*WORK TO DO*. Please render the lines below as a numbered list, starting with the line that contains "Running a dermatology lesion detector. Mark the gray long-sleeve" and ending with the line that contains "[473,497,1024,632]". Include both of those lines and leave out any blank lines.

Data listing
------------------------
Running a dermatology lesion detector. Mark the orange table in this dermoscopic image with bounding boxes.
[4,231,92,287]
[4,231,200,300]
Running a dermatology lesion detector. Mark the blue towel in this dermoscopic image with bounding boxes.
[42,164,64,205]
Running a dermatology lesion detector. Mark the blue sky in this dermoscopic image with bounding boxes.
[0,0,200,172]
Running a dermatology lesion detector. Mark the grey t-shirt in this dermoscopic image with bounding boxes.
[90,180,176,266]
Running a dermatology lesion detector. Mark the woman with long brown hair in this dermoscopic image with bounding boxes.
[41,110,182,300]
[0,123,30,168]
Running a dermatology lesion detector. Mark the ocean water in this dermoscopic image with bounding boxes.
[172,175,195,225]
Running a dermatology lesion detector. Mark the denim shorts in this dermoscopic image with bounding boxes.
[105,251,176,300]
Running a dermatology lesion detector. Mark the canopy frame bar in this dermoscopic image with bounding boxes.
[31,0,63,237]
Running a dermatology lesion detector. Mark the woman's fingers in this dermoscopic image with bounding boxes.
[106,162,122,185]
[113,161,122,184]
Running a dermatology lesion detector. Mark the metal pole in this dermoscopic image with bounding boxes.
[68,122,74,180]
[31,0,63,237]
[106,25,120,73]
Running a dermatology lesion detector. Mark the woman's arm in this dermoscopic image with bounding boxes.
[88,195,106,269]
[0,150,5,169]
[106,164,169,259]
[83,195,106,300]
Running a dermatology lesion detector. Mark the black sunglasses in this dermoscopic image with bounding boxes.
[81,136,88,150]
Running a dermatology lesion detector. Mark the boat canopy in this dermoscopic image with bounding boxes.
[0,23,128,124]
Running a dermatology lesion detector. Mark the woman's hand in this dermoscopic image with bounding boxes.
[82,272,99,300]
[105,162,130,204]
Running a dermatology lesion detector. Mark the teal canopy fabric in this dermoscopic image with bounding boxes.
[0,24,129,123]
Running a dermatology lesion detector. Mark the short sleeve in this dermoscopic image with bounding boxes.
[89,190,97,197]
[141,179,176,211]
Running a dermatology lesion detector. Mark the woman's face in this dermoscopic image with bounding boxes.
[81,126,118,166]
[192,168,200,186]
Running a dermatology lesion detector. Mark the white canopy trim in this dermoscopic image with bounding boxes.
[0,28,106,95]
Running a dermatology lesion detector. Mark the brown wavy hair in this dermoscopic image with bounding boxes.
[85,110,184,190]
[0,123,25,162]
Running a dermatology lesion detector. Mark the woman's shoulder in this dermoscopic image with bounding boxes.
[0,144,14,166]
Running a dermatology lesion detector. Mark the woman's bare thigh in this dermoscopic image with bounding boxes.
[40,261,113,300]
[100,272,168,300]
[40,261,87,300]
------------------------
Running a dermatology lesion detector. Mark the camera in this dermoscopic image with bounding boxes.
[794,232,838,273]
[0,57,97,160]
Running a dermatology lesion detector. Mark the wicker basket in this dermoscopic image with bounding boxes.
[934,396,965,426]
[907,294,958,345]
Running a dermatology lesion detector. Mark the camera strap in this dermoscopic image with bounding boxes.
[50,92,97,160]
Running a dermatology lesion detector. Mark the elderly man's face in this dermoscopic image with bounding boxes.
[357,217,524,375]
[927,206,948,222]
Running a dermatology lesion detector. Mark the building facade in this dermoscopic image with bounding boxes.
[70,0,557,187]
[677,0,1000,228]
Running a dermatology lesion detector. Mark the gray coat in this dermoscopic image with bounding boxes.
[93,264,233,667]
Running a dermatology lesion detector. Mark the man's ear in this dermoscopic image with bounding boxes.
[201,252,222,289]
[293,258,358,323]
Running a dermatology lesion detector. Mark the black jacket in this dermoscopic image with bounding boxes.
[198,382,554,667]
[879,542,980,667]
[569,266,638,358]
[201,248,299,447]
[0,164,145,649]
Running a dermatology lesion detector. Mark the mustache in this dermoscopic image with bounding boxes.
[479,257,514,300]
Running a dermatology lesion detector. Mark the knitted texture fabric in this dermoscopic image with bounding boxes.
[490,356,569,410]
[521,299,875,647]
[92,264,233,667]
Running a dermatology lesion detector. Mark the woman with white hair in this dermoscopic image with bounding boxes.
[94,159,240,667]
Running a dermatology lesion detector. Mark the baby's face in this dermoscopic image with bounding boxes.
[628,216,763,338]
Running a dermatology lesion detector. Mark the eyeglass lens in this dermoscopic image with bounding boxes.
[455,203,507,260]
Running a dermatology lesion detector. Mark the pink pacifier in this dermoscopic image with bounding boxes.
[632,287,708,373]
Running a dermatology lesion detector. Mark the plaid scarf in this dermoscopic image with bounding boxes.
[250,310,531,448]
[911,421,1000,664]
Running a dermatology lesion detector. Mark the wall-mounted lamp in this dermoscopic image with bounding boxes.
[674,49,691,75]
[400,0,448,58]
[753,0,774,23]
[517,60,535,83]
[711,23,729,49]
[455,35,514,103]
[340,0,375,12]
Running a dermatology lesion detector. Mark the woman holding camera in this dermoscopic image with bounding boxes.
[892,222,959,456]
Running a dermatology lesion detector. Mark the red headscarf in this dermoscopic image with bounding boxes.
------------------------
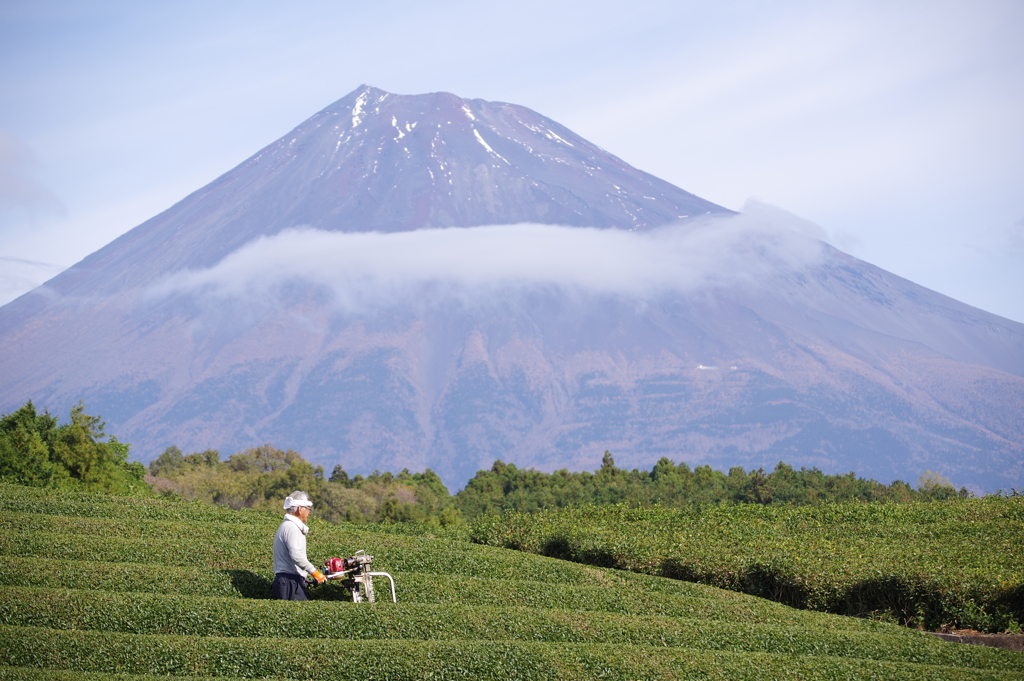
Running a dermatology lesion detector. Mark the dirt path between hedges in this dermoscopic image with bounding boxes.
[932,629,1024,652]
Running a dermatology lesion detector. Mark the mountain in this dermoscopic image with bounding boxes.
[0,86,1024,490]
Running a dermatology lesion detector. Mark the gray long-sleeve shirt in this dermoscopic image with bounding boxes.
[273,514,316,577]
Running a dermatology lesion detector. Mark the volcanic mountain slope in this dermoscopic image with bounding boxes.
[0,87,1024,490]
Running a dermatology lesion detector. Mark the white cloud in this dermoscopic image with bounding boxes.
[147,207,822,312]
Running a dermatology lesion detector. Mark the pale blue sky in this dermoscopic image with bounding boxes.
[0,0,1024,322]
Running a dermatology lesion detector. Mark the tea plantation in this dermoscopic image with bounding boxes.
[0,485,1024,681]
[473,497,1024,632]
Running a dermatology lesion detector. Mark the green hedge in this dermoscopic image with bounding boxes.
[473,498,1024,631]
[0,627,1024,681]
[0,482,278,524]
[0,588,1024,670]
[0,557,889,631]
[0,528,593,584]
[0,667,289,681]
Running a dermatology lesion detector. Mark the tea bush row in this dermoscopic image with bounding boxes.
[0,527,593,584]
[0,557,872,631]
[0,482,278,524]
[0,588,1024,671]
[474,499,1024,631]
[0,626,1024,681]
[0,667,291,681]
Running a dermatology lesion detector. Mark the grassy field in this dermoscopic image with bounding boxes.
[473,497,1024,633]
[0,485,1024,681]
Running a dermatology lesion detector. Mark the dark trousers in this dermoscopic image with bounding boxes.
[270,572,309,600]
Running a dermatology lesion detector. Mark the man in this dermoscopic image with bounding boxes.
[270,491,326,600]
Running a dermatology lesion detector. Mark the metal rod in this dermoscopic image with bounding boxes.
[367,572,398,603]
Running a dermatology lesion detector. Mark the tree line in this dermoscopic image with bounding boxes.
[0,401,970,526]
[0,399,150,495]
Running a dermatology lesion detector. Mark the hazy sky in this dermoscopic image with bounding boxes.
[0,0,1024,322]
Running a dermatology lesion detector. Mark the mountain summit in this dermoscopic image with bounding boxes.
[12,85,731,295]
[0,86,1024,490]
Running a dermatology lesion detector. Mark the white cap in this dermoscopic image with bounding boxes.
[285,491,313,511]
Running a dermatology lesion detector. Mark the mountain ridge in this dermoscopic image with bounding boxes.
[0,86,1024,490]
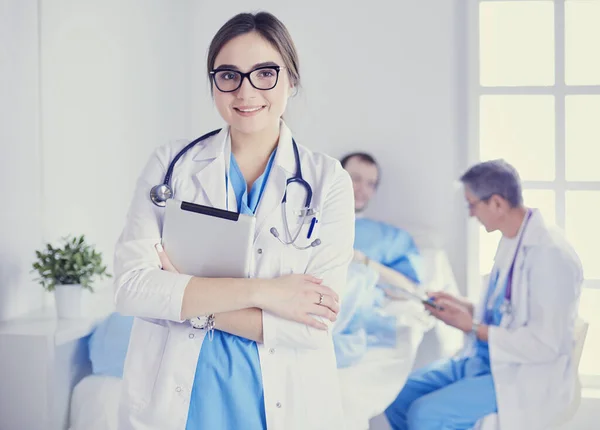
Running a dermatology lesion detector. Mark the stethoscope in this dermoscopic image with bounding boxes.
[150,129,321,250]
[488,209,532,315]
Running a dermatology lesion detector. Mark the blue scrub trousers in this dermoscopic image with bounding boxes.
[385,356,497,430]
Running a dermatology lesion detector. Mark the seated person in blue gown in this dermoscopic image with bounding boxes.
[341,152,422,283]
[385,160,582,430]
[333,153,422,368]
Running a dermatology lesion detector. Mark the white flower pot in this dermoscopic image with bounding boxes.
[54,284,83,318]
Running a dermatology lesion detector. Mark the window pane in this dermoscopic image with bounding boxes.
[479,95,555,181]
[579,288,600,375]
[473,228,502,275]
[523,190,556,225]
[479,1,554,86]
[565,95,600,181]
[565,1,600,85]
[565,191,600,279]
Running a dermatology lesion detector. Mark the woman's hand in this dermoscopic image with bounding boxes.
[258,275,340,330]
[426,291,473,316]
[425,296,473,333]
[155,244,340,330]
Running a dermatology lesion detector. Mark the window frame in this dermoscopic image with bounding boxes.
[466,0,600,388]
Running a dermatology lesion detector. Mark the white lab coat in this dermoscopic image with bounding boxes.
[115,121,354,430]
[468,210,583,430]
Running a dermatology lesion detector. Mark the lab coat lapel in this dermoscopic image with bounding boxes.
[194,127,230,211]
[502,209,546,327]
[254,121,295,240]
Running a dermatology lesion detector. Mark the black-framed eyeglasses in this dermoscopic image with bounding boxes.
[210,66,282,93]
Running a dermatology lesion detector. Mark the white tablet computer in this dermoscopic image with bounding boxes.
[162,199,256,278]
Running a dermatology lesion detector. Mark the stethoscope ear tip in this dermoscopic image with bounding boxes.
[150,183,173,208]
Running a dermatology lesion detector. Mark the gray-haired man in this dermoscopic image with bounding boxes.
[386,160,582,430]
------------------------
*ANSWER TO THE PROBLEM*.
1. Running a dermatology lesion detector. Mark the gray long-sleeve shirt in this dermoscopic image with bounding boxes.
2. [273,514,316,577]
3. Running a dermatology lesion detector. Mark the volcanic mountain slope in this dermoscopic image with bounding boxes.
4. [0,87,1024,490]
5. Running a dermatology lesion detector. Mark the white cloud in this dermoscopic image with bounding boxes.
6. [147,207,822,312]
7. Running a dermatology lesion detector. Mark the pale blue sky in this dermoscopic image with bounding boxes.
8. [0,0,1024,322]
9. Running a dermatology lesion detector. Mark the tea plantation in this dermoscopic image with bounding boxes.
10. [0,485,1024,681]
11. [473,497,1024,632]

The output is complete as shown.